§ Document excerpt
This is the final project of UCSD CSE 291A Winter 2023, authored by Kaiming Kuang, Jianyu Wang and Xiu Yuan.
Write a wandb_cfg.yaml
file with your WandB configs in the root directory:
key: <your_wandb_key>
entity: <your_account_name>
project: <your_project_name>
Train the generalist agent using SAC algorithm on the TurnFaucet task:
python main.py --env=TurnFaucet-v2 --seed=1
Find where the generalist training plateaus:
python find_plateau.py --env=TurnFaucet-v2 --seed=1
find_plateau.py
gives you the weight path where the generalist training plateaus. Now evaluate this weight on 60 different models of TurnFaucet:
python evaluate_gen_phase1.py --env=TurnFaucet-v2 --seed=1
The evaluation outputs a eval_gen_phase1_res.json
with success rates on each of the 60 faucet models. Now find out which models should be refined and assign specialist:
python random_assign_spe.py --env=TurnFaucet-v2 --seed=1
For example, you can train the first specialist with the following command:
python main.py --env=TurnFaucet-v2 --seed=1 --spe-idx=0
You may spawn multiple specialist training jobs at the same time. Evaluate all specialists after training:
python evaluate_spe_phase2.py --env=TurnFaucet-v2 --seed=1
Now collect demos fron the generalist and specialists:
python collect_demos.py --env=TurnFaucet-v2 --seed=1
Train the generalist on the demonstrations collected:
python train_phase3_gen.py --env=TurnFaucet-v2 --seed=1
Evaluate the fine-tuned generalist:
python evaluate_phase3_gen.py --env=TurnFaucet-v2 --seed=1

§ Required tasks
**A.** In the TurnFaucet training instructions, what algorithm is used to train the generalist agent?
**B.** Sum up the TurnFaucet training instructions in two sentences.

Part of a data file:
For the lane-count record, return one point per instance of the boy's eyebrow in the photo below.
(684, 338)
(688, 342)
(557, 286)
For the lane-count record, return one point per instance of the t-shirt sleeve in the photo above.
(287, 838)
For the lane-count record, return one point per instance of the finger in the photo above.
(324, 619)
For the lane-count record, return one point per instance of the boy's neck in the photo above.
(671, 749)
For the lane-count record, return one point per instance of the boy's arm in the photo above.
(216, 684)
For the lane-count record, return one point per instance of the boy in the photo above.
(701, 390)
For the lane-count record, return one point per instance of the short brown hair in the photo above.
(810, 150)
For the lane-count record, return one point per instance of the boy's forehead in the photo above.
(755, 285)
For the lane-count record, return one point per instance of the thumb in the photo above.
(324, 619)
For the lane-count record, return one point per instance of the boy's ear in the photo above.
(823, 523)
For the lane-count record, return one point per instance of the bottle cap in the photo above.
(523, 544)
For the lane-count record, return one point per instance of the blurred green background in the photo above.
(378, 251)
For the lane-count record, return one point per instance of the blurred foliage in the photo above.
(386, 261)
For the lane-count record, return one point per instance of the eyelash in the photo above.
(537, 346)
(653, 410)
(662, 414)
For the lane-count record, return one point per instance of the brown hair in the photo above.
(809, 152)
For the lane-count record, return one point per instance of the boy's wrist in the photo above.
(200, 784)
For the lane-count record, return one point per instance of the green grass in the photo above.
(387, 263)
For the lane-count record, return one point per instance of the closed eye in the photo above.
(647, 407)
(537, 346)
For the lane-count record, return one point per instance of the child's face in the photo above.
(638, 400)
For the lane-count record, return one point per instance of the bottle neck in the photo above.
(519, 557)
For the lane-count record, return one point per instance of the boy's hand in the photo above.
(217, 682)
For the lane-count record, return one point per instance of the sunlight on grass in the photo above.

§ Answers to the exercise
**A.** SAC

**B.** The instructions, from a UCSD CSE 291A Winter 2023 final project, explain how to train a generalist agent with SAC on the TurnFaucet task, find where its training plateaus, and evaluate that weight on 60 faucet models. Specialists are then assigned to the models that should be refined and trained, demos are collected from the generalist and specialists, and the generalist is trained on those demos and evaluated again.